■ PAGE:

###

# wooden padlock



## PSDkevin (Dec 18, 2010)

Don't know if anyone out there has built a wooden padlock before. I am interested in building some. I found a video on uboob of a guy making one. The guy sounds like he's from New Zealand or something....anyway he really makes the process look very easy. I thought to myself that it can't be that easy. Do any of you guys have experience in this area and care to share any tips?


----------



## sstruck (Dec 19, 2010)

I've never built one or even thought about it. But I found this book which appears to include some pertinent information - Amazon.com: Making Working Wooden Locks (Woodworker's Library) (9780941936606): Tim Detweiler: Books.


----------



## BWSmith (Aug 24, 2010)

I my pea brain,whenever projects like this come up......small,intricate,don't want splitting kind of parts.........Sweet Gum comes to mind.When I was a kid thats what we used to make replacement handsaw handles with......the "fancy" kind that had very thin sections with scroll'y sections.BW


----------



## jaxonquad (Jan 26, 2011)

Its not a padlock but.... http://woodgears.ca/combolock/index.html


I have no advise to give. I would be interested to see your outcome if you decide to tackle it!


----------



## garryswf (Aug 17, 2009)

###

■ DATA SUPPLIED:
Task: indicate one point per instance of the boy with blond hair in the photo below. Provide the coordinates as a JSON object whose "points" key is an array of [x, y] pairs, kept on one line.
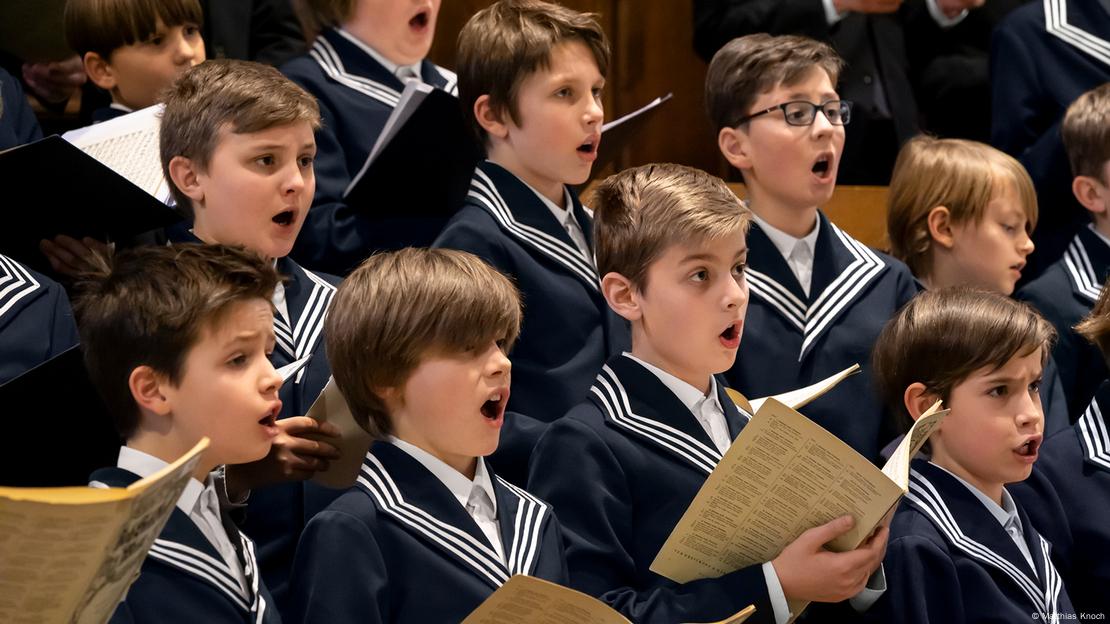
{"points": [[356, 68], [961, 213], [134, 49], [531, 74], [417, 340], [672, 248], [961, 550], [1068, 289], [818, 297], [175, 341], [236, 146]]}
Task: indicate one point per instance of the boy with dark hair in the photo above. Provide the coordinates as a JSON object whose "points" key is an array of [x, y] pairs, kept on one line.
{"points": [[134, 49], [417, 340], [961, 550], [531, 74], [670, 244], [356, 68], [819, 297], [236, 144], [175, 341], [1066, 291]]}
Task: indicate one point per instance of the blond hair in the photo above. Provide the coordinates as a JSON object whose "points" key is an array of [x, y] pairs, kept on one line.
{"points": [[642, 211], [1096, 325], [1086, 132], [958, 174], [243, 97], [757, 63], [504, 43], [399, 308]]}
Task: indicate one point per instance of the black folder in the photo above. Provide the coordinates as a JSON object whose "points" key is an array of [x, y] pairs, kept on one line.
{"points": [[421, 177], [57, 425], [51, 187]]}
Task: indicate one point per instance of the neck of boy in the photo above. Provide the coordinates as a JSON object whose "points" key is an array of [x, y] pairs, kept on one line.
{"points": [[503, 156], [168, 448], [797, 221]]}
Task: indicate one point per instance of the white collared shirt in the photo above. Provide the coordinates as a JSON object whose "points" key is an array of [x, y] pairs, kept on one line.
{"points": [[476, 496], [400, 71], [797, 252], [1007, 515], [705, 408], [566, 219], [200, 502]]}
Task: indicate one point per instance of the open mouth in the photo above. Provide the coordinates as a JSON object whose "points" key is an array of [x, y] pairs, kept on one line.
{"points": [[494, 408], [1030, 448], [284, 218]]}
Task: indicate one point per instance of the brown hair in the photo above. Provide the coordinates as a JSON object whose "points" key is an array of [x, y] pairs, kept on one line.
{"points": [[504, 43], [106, 26], [243, 96], [149, 305], [642, 211], [958, 174], [942, 336], [1096, 325], [757, 63], [399, 308], [1086, 132]]}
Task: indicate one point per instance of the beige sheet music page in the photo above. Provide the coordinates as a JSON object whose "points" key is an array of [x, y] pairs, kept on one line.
{"points": [[783, 475], [70, 553], [527, 600], [353, 443]]}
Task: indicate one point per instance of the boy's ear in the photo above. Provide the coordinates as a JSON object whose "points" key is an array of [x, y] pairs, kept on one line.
{"points": [[185, 175], [622, 295], [734, 146], [145, 386], [490, 119], [940, 227], [918, 400], [1090, 193], [99, 70]]}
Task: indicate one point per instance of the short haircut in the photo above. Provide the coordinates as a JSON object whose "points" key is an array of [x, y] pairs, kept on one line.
{"points": [[399, 308], [106, 26], [504, 43], [1086, 132], [642, 211], [942, 336], [149, 307], [1096, 325], [958, 174], [319, 14], [749, 66], [243, 97]]}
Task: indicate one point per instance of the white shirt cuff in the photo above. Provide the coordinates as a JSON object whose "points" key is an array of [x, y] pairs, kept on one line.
{"points": [[939, 16], [777, 597], [876, 585], [831, 16]]}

###

■ WRITTEN REQUEST: Carry the wooden padlock thread on from where it stops, writing what comes next.

■ EXERCISE OUTPUT:
Kevin, If you are interested in making a wooden pad lock i seen one in some older books titled "Foxfire" i think was the name of them. Now if i remember the lock had a wooden key.:thumbsup:


----------



## KenBee (Feb 19, 2011)

garryswf said:


> Kevin, If you are interested in making a wooden pad lock i seen one in some older books titled "Foxfire" i think was the name of them. Now if i remember the lock had a wooden key.:thumbsup:



Now there is a magazine I haven't heard of for a hundred years. :smile:
When I was in my twenties and thirties I used to read it all the time. It had some interesting articles and old timey [sic] ideas in it for sure. Actually it is still available. just Google "Foxfire" for more info.


----------



## blackemmons (Nov 29, 2007)

Here's one. http://scrollsawworkshop.blogspot.com/2011/01/scroll-saw-padlock-pattern-and-video.html

Scroll down the page about half way.


----------



## DannyT (Apr 26, 2011)

no plans but lots of pictures here:

http://dalemaley.webs.com/woodenlocks.htm

http://toolmonger.com/2010/01/11/how-to-build-a-wooden-combination-lock/

if i had your email address i could send you a book i have on building wooden locks


----------



## DaleMaley (Mar 16, 2012)

I have built almost all the wood locks shown in Tim Detweiller's two books. I try to document how I built them, and any associated issues on my web site. 

If you have any questions on building these wooden locks, you can email me from my web site.

Good luck

Dale


----------



## Kenbo (Sep 16, 2008)

I made one.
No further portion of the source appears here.